Exercise objective = Below are the records; print them all without any alteration.

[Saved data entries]
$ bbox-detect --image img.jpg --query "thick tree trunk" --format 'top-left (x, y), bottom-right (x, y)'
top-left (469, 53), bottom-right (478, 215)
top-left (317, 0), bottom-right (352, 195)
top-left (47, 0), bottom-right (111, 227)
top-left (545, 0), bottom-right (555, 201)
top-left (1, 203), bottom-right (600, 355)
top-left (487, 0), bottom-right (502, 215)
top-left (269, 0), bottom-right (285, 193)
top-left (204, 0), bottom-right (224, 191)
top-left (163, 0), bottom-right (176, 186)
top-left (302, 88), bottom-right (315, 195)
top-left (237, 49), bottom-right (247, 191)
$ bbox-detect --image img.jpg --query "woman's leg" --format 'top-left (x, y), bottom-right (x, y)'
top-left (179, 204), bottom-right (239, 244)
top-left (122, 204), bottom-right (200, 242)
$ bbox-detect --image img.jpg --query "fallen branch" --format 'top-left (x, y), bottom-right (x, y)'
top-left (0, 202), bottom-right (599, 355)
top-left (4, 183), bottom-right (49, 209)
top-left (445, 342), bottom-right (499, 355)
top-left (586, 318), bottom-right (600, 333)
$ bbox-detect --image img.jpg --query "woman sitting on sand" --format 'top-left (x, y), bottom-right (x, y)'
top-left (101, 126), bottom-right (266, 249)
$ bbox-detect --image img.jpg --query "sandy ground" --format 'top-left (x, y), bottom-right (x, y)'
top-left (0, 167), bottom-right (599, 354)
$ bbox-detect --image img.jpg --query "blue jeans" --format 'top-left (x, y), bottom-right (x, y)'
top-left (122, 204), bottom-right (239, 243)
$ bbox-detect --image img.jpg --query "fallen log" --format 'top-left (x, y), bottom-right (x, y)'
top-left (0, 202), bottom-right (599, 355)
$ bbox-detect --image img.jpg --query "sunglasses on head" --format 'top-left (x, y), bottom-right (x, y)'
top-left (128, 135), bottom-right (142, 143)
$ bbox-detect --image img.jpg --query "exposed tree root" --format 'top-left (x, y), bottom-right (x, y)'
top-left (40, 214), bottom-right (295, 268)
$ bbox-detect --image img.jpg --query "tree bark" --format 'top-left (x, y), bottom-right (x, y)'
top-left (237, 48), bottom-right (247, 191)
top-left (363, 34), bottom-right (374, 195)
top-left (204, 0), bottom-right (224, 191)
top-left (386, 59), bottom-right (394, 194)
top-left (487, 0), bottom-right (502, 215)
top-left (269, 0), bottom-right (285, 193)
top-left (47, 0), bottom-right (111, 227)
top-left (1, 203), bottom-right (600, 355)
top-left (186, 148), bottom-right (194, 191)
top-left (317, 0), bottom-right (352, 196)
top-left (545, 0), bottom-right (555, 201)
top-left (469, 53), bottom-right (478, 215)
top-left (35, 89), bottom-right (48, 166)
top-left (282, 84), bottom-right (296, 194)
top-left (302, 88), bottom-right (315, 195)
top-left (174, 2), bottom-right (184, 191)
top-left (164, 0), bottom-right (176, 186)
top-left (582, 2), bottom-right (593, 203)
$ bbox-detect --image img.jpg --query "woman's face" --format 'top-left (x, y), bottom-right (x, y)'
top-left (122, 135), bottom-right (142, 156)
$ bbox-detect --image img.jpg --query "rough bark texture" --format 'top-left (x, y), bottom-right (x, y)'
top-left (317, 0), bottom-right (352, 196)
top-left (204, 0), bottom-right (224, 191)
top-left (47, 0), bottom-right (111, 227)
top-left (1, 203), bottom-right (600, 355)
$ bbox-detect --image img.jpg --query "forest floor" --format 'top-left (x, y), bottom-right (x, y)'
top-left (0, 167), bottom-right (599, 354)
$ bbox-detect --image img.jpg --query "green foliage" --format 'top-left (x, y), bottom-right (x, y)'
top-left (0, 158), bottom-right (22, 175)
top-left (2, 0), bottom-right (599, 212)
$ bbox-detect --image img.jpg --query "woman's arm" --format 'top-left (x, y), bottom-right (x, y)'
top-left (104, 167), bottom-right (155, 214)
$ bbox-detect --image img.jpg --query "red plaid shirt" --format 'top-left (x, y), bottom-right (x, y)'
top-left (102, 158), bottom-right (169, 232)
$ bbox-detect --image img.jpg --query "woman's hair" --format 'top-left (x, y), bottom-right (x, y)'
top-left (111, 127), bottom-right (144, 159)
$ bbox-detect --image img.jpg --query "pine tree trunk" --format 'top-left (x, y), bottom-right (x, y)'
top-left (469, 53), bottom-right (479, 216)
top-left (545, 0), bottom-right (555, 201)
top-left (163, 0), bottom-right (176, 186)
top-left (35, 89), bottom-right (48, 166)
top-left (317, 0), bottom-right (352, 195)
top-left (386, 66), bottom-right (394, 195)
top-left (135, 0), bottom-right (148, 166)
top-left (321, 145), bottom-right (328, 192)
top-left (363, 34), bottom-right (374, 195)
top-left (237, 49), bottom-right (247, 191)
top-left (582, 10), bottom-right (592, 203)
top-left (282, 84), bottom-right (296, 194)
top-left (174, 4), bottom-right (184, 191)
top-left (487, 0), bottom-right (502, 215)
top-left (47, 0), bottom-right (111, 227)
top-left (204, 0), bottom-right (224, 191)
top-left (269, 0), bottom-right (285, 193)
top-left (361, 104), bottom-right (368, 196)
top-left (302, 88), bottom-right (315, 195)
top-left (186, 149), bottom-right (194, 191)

Response =
$ bbox-detect --image img.jpg --query "thick tree trunk" --format 'top-left (x, y), bottom-right (x, y)'
top-left (469, 53), bottom-right (478, 215)
top-left (317, 0), bottom-right (352, 195)
top-left (47, 0), bottom-right (111, 227)
top-left (545, 0), bottom-right (555, 201)
top-left (1, 203), bottom-right (600, 355)
top-left (487, 0), bottom-right (502, 215)
top-left (269, 0), bottom-right (285, 193)
top-left (204, 0), bottom-right (224, 191)
top-left (163, 0), bottom-right (176, 186)
top-left (302, 88), bottom-right (315, 195)
top-left (237, 49), bottom-right (247, 191)
$ bbox-detect --image img.jpg --query "woman's leg" --format 'top-left (x, y), bottom-right (x, y)'
top-left (179, 204), bottom-right (239, 244)
top-left (122, 204), bottom-right (200, 242)
$ bbox-detect --image img.jpg --query "fallen branch" --format 'top-left (x, y), bottom-right (x, y)'
top-left (0, 202), bottom-right (599, 355)
top-left (4, 183), bottom-right (49, 209)
top-left (445, 342), bottom-right (499, 355)
top-left (586, 318), bottom-right (600, 333)
$ bbox-detect --image img.jpg --query "woman sitting on sand" --format 'top-left (x, y), bottom-right (x, y)'
top-left (101, 126), bottom-right (266, 249)
$ bbox-detect --image img.jpg --query "sandy ground" --format 'top-left (x, y), bottom-right (x, y)'
top-left (0, 167), bottom-right (599, 354)
$ bbox-detect --image img.jpg --query "blue jeans" --format 'top-left (x, y), bottom-right (x, y)'
top-left (122, 204), bottom-right (239, 243)
$ bbox-detect --image img.jpg --query "fallen log" --format 'top-left (x, y), bottom-right (x, y)'
top-left (0, 202), bottom-right (599, 355)
$ bbox-detect --image img.jpg --query "sunglasses on head" --format 'top-left (x, y), bottom-right (x, y)'
top-left (128, 135), bottom-right (142, 143)
$ bbox-detect --image img.jpg --query "exposed tree root" --format 'top-left (x, y), bottom-right (x, y)'
top-left (40, 214), bottom-right (295, 268)
$ bbox-detect --image img.jpg --query "tree bark" --format 'top-left (x, y), bottom-right (x, y)'
top-left (237, 48), bottom-right (247, 191)
top-left (363, 34), bottom-right (374, 195)
top-left (204, 0), bottom-right (224, 191)
top-left (386, 59), bottom-right (394, 194)
top-left (487, 0), bottom-right (502, 215)
top-left (269, 0), bottom-right (285, 193)
top-left (47, 0), bottom-right (111, 227)
top-left (1, 203), bottom-right (600, 355)
top-left (186, 148), bottom-right (194, 191)
top-left (317, 0), bottom-right (352, 196)
top-left (545, 0), bottom-right (555, 201)
top-left (469, 53), bottom-right (478, 215)
top-left (35, 89), bottom-right (48, 166)
top-left (282, 84), bottom-right (296, 194)
top-left (302, 88), bottom-right (315, 195)
top-left (174, 2), bottom-right (184, 191)
top-left (164, 0), bottom-right (176, 186)
top-left (582, 2), bottom-right (593, 203)
$ bbox-detect --image img.jpg --query "woman's face" --format 'top-left (x, y), bottom-right (x, y)'
top-left (122, 135), bottom-right (142, 156)
$ bbox-detect --image img.jpg --query "rough bark texture" --format 'top-left (x, y), bottom-right (x, y)'
top-left (317, 0), bottom-right (352, 196)
top-left (204, 0), bottom-right (224, 191)
top-left (47, 0), bottom-right (111, 227)
top-left (1, 203), bottom-right (600, 355)
$ bbox-detect --image img.jpg --query "forest floor" --format 'top-left (x, y), bottom-right (x, y)'
top-left (0, 167), bottom-right (599, 354)
$ bbox-detect --image img.jpg --query "green foliage" --format 'top-left (x, y), bottom-right (x, y)'
top-left (0, 158), bottom-right (22, 175)
top-left (2, 0), bottom-right (599, 212)
$ bbox-detect --image img.jpg --query "woman's arm" --format 'top-left (x, y), bottom-right (x, y)'
top-left (104, 167), bottom-right (155, 214)
$ bbox-detect --image img.jpg --query "red plaid shirt" --format 'top-left (x, y), bottom-right (x, y)'
top-left (102, 158), bottom-right (169, 232)
$ bbox-detect --image img.jpg --query "woman's hair" --format 'top-left (x, y), bottom-right (x, y)'
top-left (111, 127), bottom-right (144, 159)
$ bbox-detect --image img.jpg --query "pine tree trunk" --format 'top-left (x, y), bottom-right (x, y)'
top-left (469, 53), bottom-right (479, 216)
top-left (545, 0), bottom-right (555, 201)
top-left (163, 0), bottom-right (176, 186)
top-left (35, 89), bottom-right (48, 166)
top-left (317, 0), bottom-right (352, 195)
top-left (386, 66), bottom-right (394, 195)
top-left (135, 0), bottom-right (148, 166)
top-left (321, 145), bottom-right (328, 192)
top-left (363, 34), bottom-right (374, 195)
top-left (237, 49), bottom-right (247, 191)
top-left (582, 10), bottom-right (592, 203)
top-left (282, 84), bottom-right (296, 194)
top-left (174, 4), bottom-right (184, 191)
top-left (487, 0), bottom-right (502, 215)
top-left (47, 0), bottom-right (111, 227)
top-left (204, 0), bottom-right (224, 191)
top-left (269, 0), bottom-right (285, 193)
top-left (361, 104), bottom-right (368, 196)
top-left (302, 88), bottom-right (315, 195)
top-left (186, 149), bottom-right (194, 191)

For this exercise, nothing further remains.